┌─ LISTED RECORDS

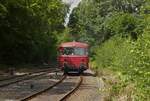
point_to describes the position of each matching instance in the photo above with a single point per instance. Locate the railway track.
(16, 76)
(73, 90)
(63, 98)
(25, 77)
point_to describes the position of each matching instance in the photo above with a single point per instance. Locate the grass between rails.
(124, 66)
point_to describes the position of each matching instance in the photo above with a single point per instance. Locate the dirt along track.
(19, 90)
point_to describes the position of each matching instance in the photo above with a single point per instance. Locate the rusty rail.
(26, 78)
(73, 90)
(44, 90)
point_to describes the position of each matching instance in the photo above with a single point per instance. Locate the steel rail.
(73, 90)
(17, 76)
(44, 90)
(26, 78)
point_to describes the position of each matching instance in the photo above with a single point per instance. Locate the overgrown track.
(17, 76)
(64, 98)
(44, 90)
(73, 90)
(28, 76)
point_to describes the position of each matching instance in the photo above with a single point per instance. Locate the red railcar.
(73, 56)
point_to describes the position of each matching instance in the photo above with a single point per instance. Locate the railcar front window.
(75, 51)
(79, 51)
(68, 51)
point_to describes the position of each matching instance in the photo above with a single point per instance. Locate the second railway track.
(20, 78)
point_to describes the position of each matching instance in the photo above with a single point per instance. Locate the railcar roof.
(74, 44)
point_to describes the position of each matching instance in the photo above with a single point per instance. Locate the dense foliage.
(28, 30)
(118, 31)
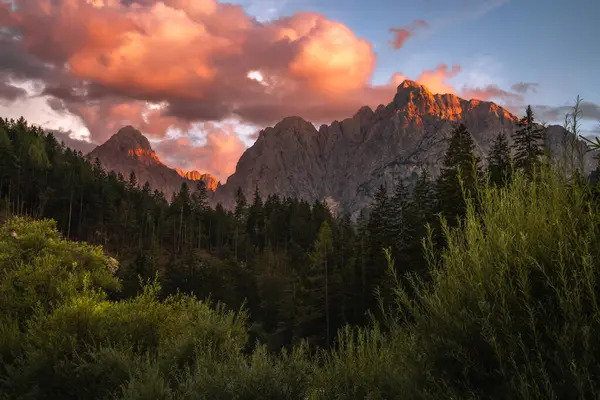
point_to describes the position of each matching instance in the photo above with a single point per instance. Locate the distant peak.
(129, 138)
(295, 123)
(411, 92)
(407, 83)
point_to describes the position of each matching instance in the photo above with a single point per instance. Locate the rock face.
(346, 161)
(128, 150)
(211, 181)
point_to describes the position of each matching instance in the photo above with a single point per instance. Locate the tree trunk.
(327, 296)
(70, 214)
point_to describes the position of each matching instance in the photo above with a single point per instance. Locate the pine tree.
(256, 222)
(199, 205)
(7, 160)
(240, 217)
(319, 257)
(398, 222)
(132, 183)
(499, 160)
(528, 143)
(378, 240)
(460, 165)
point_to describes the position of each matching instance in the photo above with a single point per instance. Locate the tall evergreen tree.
(460, 165)
(499, 160)
(529, 139)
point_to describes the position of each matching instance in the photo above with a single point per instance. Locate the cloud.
(192, 56)
(469, 10)
(524, 87)
(401, 35)
(218, 155)
(183, 65)
(74, 143)
(434, 79)
(10, 93)
(589, 111)
(492, 92)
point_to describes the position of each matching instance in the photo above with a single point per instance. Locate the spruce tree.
(398, 222)
(499, 160)
(132, 183)
(240, 215)
(458, 167)
(528, 143)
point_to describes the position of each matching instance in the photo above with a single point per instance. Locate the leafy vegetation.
(495, 298)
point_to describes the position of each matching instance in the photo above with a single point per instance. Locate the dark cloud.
(524, 87)
(10, 93)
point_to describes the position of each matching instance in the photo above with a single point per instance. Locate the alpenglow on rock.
(346, 161)
(128, 150)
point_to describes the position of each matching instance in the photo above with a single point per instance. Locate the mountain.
(343, 163)
(211, 181)
(128, 150)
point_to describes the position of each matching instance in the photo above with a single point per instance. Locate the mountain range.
(342, 163)
(128, 150)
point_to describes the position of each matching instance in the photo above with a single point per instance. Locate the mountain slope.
(128, 150)
(346, 161)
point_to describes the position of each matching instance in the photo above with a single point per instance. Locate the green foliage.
(77, 344)
(499, 161)
(459, 175)
(528, 143)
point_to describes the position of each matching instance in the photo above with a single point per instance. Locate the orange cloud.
(218, 155)
(401, 35)
(195, 56)
(433, 79)
(490, 92)
(110, 62)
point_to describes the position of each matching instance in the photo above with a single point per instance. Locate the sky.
(201, 78)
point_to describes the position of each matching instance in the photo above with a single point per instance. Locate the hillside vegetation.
(498, 300)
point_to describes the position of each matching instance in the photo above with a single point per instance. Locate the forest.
(479, 284)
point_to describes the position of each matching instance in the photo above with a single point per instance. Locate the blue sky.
(207, 123)
(553, 43)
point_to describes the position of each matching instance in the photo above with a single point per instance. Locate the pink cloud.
(401, 35)
(218, 156)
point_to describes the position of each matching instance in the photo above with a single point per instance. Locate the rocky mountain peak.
(129, 138)
(410, 94)
(296, 124)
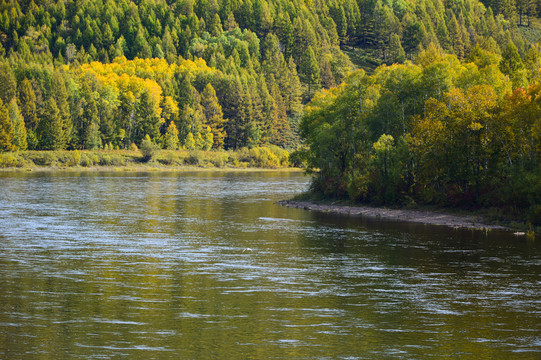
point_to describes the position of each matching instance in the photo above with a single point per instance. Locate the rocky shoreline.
(415, 216)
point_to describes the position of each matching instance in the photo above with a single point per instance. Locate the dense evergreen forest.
(445, 110)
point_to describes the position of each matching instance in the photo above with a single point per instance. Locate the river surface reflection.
(204, 265)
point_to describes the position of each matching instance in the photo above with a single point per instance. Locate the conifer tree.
(60, 95)
(208, 138)
(310, 70)
(171, 137)
(396, 52)
(19, 130)
(51, 129)
(27, 101)
(6, 129)
(189, 143)
(8, 85)
(214, 115)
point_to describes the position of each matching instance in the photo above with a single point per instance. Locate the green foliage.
(6, 129)
(148, 148)
(171, 137)
(440, 132)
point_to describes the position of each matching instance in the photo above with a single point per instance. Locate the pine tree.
(8, 85)
(214, 115)
(396, 52)
(27, 101)
(19, 130)
(189, 143)
(51, 129)
(310, 70)
(6, 130)
(208, 139)
(171, 137)
(60, 95)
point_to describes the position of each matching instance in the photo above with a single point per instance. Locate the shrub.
(148, 149)
(8, 160)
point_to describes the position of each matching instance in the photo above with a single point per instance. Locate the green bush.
(112, 160)
(43, 158)
(148, 149)
(10, 160)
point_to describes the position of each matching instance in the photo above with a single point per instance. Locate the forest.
(388, 102)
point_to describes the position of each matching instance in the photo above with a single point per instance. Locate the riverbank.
(259, 158)
(410, 215)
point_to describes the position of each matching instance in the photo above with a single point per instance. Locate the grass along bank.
(271, 157)
(476, 219)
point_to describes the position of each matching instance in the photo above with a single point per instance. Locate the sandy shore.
(416, 216)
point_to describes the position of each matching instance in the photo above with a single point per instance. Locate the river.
(204, 265)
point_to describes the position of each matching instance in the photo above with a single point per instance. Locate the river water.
(204, 265)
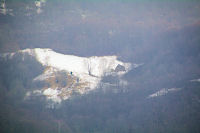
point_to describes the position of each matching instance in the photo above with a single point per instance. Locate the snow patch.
(163, 91)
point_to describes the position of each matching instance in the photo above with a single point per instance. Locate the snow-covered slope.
(82, 74)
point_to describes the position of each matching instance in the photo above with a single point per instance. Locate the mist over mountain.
(100, 67)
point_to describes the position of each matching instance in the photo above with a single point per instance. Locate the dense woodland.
(164, 36)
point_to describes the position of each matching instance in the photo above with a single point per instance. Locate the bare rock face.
(65, 75)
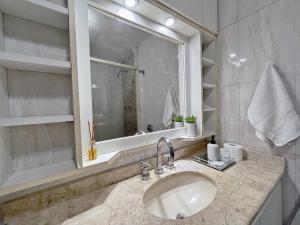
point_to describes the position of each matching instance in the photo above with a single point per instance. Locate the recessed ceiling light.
(131, 3)
(170, 21)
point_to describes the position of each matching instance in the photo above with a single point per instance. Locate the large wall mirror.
(135, 77)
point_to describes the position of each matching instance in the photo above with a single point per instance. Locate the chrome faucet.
(158, 168)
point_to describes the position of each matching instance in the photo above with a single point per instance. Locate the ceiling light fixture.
(131, 3)
(170, 21)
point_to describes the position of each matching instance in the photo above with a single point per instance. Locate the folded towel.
(271, 111)
(171, 107)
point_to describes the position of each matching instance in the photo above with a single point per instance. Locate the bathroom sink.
(180, 195)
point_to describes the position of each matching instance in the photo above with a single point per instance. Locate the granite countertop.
(241, 191)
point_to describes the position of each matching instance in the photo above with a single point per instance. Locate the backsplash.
(68, 196)
(251, 33)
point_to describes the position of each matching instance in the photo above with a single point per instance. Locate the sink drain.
(179, 216)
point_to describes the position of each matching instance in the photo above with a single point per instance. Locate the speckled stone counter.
(241, 191)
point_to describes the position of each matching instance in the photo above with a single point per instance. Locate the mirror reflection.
(135, 78)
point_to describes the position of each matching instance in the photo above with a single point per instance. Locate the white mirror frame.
(82, 83)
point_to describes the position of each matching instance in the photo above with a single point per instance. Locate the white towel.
(171, 107)
(271, 111)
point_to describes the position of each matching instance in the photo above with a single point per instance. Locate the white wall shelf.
(21, 121)
(40, 11)
(32, 63)
(39, 172)
(209, 86)
(207, 62)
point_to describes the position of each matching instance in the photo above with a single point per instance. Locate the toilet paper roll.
(236, 151)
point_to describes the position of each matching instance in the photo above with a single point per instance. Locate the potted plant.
(179, 121)
(191, 126)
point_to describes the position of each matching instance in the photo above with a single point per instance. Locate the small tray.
(202, 158)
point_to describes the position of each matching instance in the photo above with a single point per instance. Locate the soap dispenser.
(213, 150)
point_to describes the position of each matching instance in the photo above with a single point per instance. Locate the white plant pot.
(179, 124)
(191, 129)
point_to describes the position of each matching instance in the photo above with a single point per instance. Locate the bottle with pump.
(213, 150)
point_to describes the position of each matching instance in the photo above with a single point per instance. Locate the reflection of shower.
(121, 70)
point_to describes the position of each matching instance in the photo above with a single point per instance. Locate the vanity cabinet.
(202, 12)
(271, 212)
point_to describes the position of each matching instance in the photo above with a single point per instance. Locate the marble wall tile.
(248, 7)
(265, 31)
(289, 189)
(227, 13)
(263, 37)
(40, 145)
(2, 44)
(297, 73)
(228, 106)
(33, 94)
(227, 41)
(31, 38)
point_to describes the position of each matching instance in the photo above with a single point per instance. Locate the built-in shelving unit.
(36, 111)
(207, 62)
(32, 120)
(209, 108)
(31, 63)
(40, 11)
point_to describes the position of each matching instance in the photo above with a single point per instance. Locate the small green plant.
(191, 119)
(179, 119)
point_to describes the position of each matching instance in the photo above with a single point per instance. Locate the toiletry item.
(225, 155)
(213, 150)
(236, 151)
(92, 151)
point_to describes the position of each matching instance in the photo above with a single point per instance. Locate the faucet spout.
(158, 168)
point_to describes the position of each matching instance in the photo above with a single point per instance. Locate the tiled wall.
(258, 31)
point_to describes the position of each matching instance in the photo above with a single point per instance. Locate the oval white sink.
(180, 195)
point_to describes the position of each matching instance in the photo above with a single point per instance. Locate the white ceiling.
(112, 39)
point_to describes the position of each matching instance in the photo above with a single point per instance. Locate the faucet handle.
(145, 170)
(145, 165)
(170, 163)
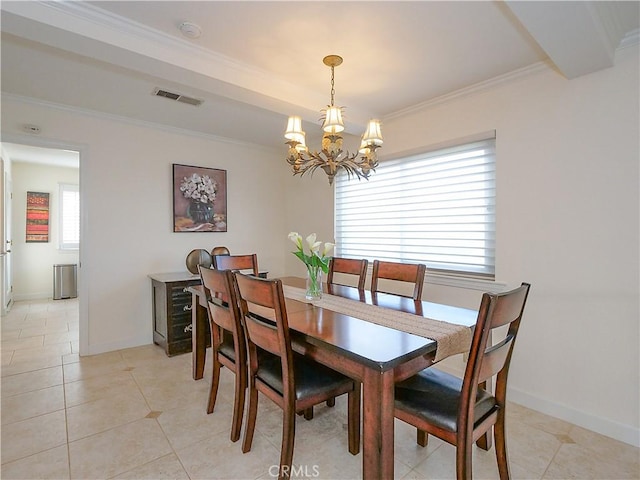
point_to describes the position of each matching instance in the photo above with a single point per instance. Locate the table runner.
(451, 339)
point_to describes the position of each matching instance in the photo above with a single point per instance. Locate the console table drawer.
(172, 313)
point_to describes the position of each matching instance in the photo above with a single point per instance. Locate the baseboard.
(98, 348)
(618, 431)
(18, 297)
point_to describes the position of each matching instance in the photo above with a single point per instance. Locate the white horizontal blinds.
(69, 217)
(436, 208)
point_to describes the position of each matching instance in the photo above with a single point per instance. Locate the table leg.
(198, 336)
(377, 420)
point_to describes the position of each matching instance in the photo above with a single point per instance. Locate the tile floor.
(137, 414)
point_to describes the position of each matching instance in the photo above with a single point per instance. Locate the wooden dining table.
(376, 355)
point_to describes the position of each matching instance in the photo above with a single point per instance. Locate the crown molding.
(162, 53)
(130, 121)
(476, 88)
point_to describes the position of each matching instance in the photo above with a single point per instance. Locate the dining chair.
(227, 340)
(292, 381)
(236, 262)
(401, 272)
(348, 266)
(460, 411)
(220, 250)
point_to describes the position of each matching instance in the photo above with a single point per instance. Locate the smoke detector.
(190, 30)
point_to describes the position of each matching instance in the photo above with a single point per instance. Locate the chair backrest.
(401, 272)
(223, 305)
(236, 262)
(220, 251)
(348, 266)
(485, 361)
(264, 314)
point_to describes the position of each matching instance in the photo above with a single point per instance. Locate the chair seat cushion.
(311, 377)
(435, 396)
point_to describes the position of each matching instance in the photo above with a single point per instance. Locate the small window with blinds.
(69, 238)
(436, 208)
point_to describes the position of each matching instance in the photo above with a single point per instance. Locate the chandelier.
(331, 157)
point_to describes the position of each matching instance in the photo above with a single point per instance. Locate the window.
(69, 238)
(436, 208)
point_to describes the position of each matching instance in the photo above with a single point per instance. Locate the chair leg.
(485, 441)
(215, 381)
(422, 437)
(501, 448)
(251, 417)
(353, 419)
(288, 437)
(463, 460)
(238, 405)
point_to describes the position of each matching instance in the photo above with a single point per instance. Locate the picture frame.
(37, 220)
(199, 199)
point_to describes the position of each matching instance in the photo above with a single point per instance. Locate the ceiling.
(255, 63)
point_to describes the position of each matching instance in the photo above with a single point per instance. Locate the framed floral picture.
(199, 199)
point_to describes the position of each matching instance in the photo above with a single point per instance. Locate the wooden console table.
(172, 312)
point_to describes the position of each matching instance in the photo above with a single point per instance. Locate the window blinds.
(69, 217)
(436, 208)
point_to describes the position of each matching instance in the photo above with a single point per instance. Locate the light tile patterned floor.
(137, 414)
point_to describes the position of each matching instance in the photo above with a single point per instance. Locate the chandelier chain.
(332, 158)
(333, 90)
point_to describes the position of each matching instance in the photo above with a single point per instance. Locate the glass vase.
(314, 283)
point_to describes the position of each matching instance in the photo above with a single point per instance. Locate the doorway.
(38, 165)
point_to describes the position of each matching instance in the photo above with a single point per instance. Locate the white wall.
(126, 190)
(567, 222)
(33, 262)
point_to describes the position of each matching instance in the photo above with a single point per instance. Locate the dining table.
(376, 354)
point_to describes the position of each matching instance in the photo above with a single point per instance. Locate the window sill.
(465, 282)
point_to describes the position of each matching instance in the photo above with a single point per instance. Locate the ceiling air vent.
(178, 97)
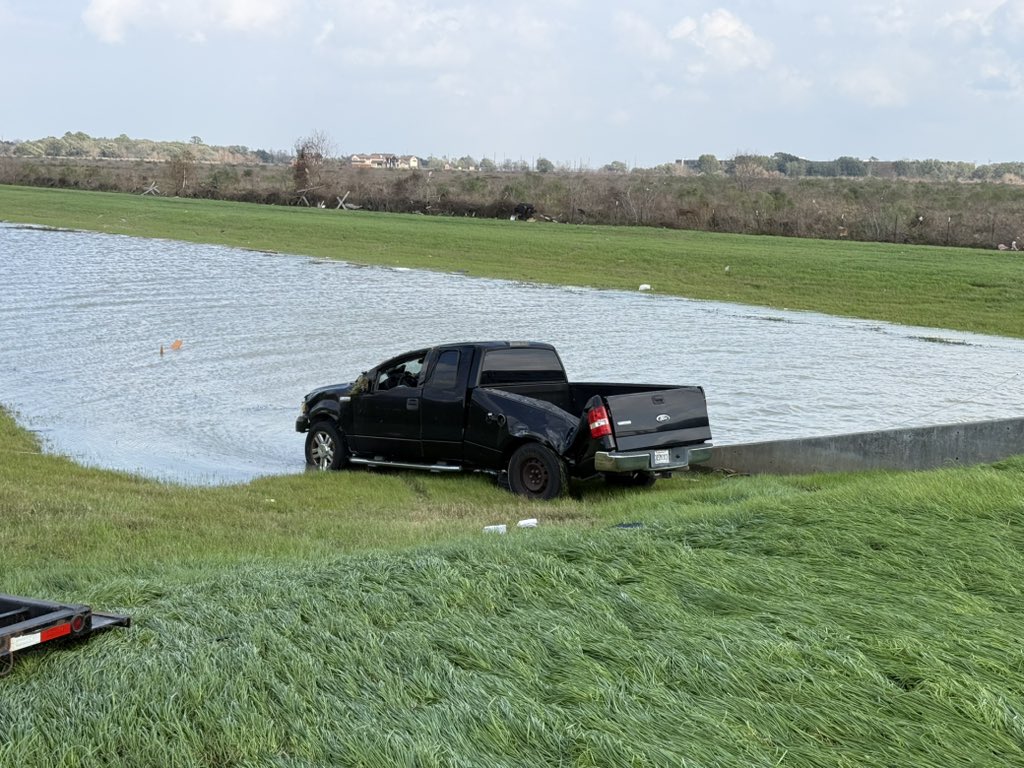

└─

Report every line of the records that contains the word "rocky", copying each one in full.

EXERCISE RESPONSE:
point_to describes the position of each matching instance in the photo above with a single point per instance. Locate the rocky mountain peak.
point_to describes the position of each matching instance in the photo above with a single point per instance. Locate the rocky shoreline.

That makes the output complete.